[STATED TASK]
Print the listing below exactly.

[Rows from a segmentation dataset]
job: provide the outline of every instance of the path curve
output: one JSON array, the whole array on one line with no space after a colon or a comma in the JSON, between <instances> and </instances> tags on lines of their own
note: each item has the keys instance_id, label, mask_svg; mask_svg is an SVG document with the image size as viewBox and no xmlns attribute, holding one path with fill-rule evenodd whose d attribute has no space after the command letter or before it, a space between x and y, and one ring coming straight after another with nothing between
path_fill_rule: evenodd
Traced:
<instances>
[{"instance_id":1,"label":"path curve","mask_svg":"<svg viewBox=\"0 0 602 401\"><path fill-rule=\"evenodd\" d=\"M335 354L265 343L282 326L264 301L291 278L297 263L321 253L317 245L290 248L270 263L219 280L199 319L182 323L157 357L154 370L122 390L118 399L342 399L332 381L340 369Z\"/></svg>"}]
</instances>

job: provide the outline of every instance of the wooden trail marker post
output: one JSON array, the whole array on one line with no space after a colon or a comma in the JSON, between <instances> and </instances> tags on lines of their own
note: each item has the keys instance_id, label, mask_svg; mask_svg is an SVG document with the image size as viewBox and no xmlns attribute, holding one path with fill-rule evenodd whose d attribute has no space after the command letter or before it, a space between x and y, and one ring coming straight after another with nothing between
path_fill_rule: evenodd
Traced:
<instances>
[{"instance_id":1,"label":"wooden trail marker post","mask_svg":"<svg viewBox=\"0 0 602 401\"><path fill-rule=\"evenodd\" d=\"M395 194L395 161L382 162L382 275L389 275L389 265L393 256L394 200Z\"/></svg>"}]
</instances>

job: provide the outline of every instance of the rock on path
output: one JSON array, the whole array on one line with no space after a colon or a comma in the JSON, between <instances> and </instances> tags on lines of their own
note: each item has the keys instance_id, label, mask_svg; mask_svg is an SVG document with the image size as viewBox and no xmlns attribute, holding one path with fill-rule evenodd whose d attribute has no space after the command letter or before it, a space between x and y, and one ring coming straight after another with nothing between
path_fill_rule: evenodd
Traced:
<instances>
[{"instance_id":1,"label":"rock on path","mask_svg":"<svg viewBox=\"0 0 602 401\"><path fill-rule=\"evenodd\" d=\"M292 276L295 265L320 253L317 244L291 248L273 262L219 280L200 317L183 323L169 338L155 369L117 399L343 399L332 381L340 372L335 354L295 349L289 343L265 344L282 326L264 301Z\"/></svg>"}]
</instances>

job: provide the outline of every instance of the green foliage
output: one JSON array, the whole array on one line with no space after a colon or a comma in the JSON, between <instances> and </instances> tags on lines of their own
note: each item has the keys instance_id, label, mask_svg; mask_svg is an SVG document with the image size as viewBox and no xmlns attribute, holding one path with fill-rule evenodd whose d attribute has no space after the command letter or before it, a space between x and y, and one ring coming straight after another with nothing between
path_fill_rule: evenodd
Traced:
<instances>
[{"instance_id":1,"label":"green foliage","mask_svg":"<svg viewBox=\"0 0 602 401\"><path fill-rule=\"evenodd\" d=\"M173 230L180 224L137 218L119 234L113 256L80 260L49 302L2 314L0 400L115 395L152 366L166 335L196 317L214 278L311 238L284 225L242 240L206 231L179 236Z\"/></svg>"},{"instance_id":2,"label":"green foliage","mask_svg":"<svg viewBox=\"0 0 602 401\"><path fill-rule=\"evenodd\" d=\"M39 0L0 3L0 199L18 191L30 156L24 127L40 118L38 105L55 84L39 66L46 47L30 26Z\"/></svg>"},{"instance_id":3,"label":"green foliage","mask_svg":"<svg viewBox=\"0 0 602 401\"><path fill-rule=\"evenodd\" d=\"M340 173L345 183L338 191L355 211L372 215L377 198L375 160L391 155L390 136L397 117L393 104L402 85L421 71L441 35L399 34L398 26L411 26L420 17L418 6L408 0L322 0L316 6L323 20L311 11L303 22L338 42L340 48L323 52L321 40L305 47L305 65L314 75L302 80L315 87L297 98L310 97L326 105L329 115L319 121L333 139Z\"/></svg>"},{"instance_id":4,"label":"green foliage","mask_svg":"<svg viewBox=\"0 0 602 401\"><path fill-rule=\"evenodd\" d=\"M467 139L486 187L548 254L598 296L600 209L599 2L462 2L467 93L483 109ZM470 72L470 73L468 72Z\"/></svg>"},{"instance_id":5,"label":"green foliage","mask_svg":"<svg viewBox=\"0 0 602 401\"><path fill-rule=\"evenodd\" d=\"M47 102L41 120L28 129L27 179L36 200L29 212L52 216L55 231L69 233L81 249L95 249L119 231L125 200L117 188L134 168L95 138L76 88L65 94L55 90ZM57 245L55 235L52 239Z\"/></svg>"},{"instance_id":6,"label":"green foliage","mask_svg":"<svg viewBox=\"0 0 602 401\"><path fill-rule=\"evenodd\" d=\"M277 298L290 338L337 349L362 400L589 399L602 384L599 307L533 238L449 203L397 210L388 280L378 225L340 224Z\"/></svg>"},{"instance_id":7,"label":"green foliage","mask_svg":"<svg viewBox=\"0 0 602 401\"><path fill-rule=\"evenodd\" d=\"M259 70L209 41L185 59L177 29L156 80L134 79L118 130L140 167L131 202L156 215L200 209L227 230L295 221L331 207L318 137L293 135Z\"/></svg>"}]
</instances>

[RESPONSE TO THIS TASK]
job: provide the outline of every instance of the path curve
output: one JSON array, the whole array on one line with no space after a colon or a comma in the JSON, between <instances> and </instances> tags on lines of their own
note: each item has the keys instance_id, label, mask_svg; mask_svg is an SVG document with the image size as viewBox and no xmlns attribute, holding one path with fill-rule evenodd whose d attribute has no space after the command letter or before it, a space between x and y, and one ring coming straight after another with nothing between
path_fill_rule: evenodd
Traced:
<instances>
[{"instance_id":1,"label":"path curve","mask_svg":"<svg viewBox=\"0 0 602 401\"><path fill-rule=\"evenodd\" d=\"M335 354L265 343L282 326L264 301L291 278L297 263L321 253L317 245L290 248L270 263L219 280L199 319L182 323L157 357L154 370L122 390L118 399L342 399L332 381L340 369Z\"/></svg>"}]
</instances>

job: provide the outline of every instance of the wooden trail marker post
output: one JSON array, the whole array on one line with no space after a colon or a comma in the JSON, between <instances> and </instances> tags on lines of their own
note: each item has the keys instance_id, label, mask_svg; mask_svg is an SVG document with the image size as viewBox and no xmlns attribute, holding one path with fill-rule evenodd whose d attribute has no space after the command letter or before it, a space between x and y, and one ring coming straight after another with nothing between
path_fill_rule: evenodd
Traced:
<instances>
[{"instance_id":1,"label":"wooden trail marker post","mask_svg":"<svg viewBox=\"0 0 602 401\"><path fill-rule=\"evenodd\" d=\"M395 194L395 161L382 162L382 275L389 275L389 265L393 256L394 200Z\"/></svg>"}]
</instances>

job: provide the outline of every instance of the rock on path
output: one JSON array, the whole array on one line with no space after a colon or a comma in the JSON, between <instances> and </instances> tags on lines of their own
note: each item has the keys instance_id, label, mask_svg; mask_svg is an SVG document with the image size as viewBox and no xmlns attribute, holding one path with fill-rule evenodd whose d attribute has no space after the command letter or before it, a space between x and y, and one ring coming straight after another with nothing between
path_fill_rule: evenodd
Traced:
<instances>
[{"instance_id":1,"label":"rock on path","mask_svg":"<svg viewBox=\"0 0 602 401\"><path fill-rule=\"evenodd\" d=\"M292 276L295 265L320 253L317 244L291 248L273 262L219 280L200 317L183 323L169 338L155 369L117 399L343 399L332 381L340 372L335 354L295 349L289 343L265 344L282 326L264 301Z\"/></svg>"}]
</instances>

job: provide the outline of every instance of the green foliage
output: one JSON array, the whole array on one line with no space after a colon or a comma in the JSON, between <instances> and </instances> tags on lines of their own
note: each item has the keys instance_id, label, mask_svg; mask_svg is an SVG document with the image size as viewBox and no xmlns attribute, holding one path with fill-rule evenodd whose d attribute has no space after the command letter or before it, a space between x and y, and one ring coming straight after another with nothing between
path_fill_rule: evenodd
Traced:
<instances>
[{"instance_id":1,"label":"green foliage","mask_svg":"<svg viewBox=\"0 0 602 401\"><path fill-rule=\"evenodd\" d=\"M173 230L180 224L137 218L119 234L113 256L80 260L49 302L2 314L0 400L115 395L152 366L166 335L196 317L214 278L311 238L284 225L242 240L206 231L179 236Z\"/></svg>"},{"instance_id":2,"label":"green foliage","mask_svg":"<svg viewBox=\"0 0 602 401\"><path fill-rule=\"evenodd\" d=\"M39 0L0 3L0 199L18 191L30 156L24 127L40 118L38 105L55 84L39 66L46 47L30 26Z\"/></svg>"},{"instance_id":3,"label":"green foliage","mask_svg":"<svg viewBox=\"0 0 602 401\"><path fill-rule=\"evenodd\" d=\"M340 173L345 183L338 191L355 211L372 215L377 198L375 160L391 155L390 136L397 117L393 104L402 85L421 71L441 35L399 34L398 26L411 26L420 17L418 6L408 0L322 0L316 6L323 20L311 11L303 22L338 42L340 48L323 52L321 40L305 47L305 65L314 75L302 80L315 87L297 98L310 97L326 105L329 115L319 121L333 139Z\"/></svg>"},{"instance_id":4,"label":"green foliage","mask_svg":"<svg viewBox=\"0 0 602 401\"><path fill-rule=\"evenodd\" d=\"M467 139L486 187L548 254L598 296L600 209L599 2L462 2L467 93L483 109ZM470 72L470 73L468 72Z\"/></svg>"},{"instance_id":5,"label":"green foliage","mask_svg":"<svg viewBox=\"0 0 602 401\"><path fill-rule=\"evenodd\" d=\"M47 102L41 120L28 129L27 179L36 200L29 212L52 216L55 231L69 233L81 249L95 249L119 231L125 200L117 188L134 168L95 138L76 88L65 94L55 90ZM57 245L55 235L52 239Z\"/></svg>"},{"instance_id":6,"label":"green foliage","mask_svg":"<svg viewBox=\"0 0 602 401\"><path fill-rule=\"evenodd\" d=\"M277 298L290 338L337 349L362 400L589 399L602 384L599 307L533 238L449 203L397 210L388 280L378 225L340 224Z\"/></svg>"},{"instance_id":7,"label":"green foliage","mask_svg":"<svg viewBox=\"0 0 602 401\"><path fill-rule=\"evenodd\" d=\"M259 70L209 41L185 59L177 29L156 80L134 79L118 130L140 167L131 202L156 215L200 209L227 230L295 221L331 207L318 137L293 135Z\"/></svg>"}]
</instances>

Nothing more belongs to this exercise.